=== Fragmento del documento ===
**********
Alberto paró en el semáforo, miró la pantalla del navegador y lo apagó. Volvió la vista al paso de cebra y observó el paso lento de una anciana, las zancadas de un joven que movía la cabeza al ritmo de sus auriculares y con los vaqueros arrugados cayendo muy por debajo de la cintura, el caminar decidido de un hombre trajeado que hablaba por un teléfono móvil, a una madre que cruzaba rápido tirando de la mano a su hijo pequeño, un perro blanco que movía sus largas patas con un ritmo pausado, como si las rayas del asfalto fuesen un escenario en el que mostrar la musculatura apretada y tensa contra una osamenta que marcaba su piel desde dentro, insinuando las costillas que envolvían el amplio pecho y que se estrechaba hasta un estómago encogido, pequeño, casi comprimido en una cintura de la que partían unos cuartos traseros abombados y poderosos. La cabeza alargada, enjuta, fina, delicada y las orejas enroscadas contra el cráneo…, el galgo se quedó quieto, giró la cabeza y sus ojos azules le miraron.

Se quitó el cinturón de seguridad, abrió la puerta y salió del coche. El galgo le vio llegar y reculó tensando la correa y estirando su cuello, se encogió de atrás, metió el rabo entre sus patas y apartó la mirada.

- Tranquilo… -susurró Alberto, extendiendo su mano y tratando de tocar al animal pero volvió a asustarse, a retroceder nervioso y angustiado, a tirar de la correa que volvió a estirarle de la garganta.
**********
=== Instrucciones ===
1. Responde, por favor, estas preguntas sobre el fragmento del galgo, marcando cada respuesta con la misma letra:
(a) ¿Qué apagó Alberto al parar en el semáforo?
(b) ¿De qué color eran los ojos del galgo?
(c) ¿Qué palabra susurró Alberto al extender la mano hacia el animal?
2. Retoma el fragmento del galgo y continúa la narración a partir de su última oración.

=== Material proporcionado ===
**********
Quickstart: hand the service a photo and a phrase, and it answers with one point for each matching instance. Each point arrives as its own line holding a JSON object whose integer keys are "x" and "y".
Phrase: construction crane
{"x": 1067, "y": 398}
**********
=== Respuestas por tarea ===
1.
(a) La pantalla del navegador.
(b) Azules.
(c) "Tranquilo…"

2.
- ¡Oiga, espere un momento…¡.

El joven que lo sujetaba le acarició el lomo, lo tranquilizó un poco y fue tirando de él hasta llegar a la acera, hasta la sombra de los arces. Alberto le siguió y trato otra vez de acercarse al galgo.

- Oiga, oiga…

Sintió que le tocaban el hombro, se giró y miró al joven, era alto y con el rostro cubierto por una barba pelirroja bien recortada, igual que su cabeza casi afeitada por completo.

- Quite el coche de ahí que van a empezar a pitar.

Alberto volvió la cabeza hacia la calzada y se encontró con las miradas de los conductores, escuchó algunas voces, algunos insultos y el primer bocinazo cuando la luz cambió a verde.

- Espere un momento, por favor –rogó y corrió hasta el coche, arrancó con un acelerón, viró bruscamente a la derecha y frenó sobre el carril del autobús, activó los cuatro intermitentes y cruzó la avenida sorteando a los automóviles, a las motos, a los gritos…, hasta que volvió a encontrarse con aquellos increíbles ojos azules.

- Espere…, igual no se deja tocar –le advirtió el joven-…, intente agacharse y que sus ojos queden a la altura de él, igual así se deja.

Alberto flexionó las rodillas y apoyó una en el suelo, el galgo volvió a mirarle desde ese afilado hocico que terminaba en una trufa rosada.

- ¿Cómo se llama…?.

- Mossul.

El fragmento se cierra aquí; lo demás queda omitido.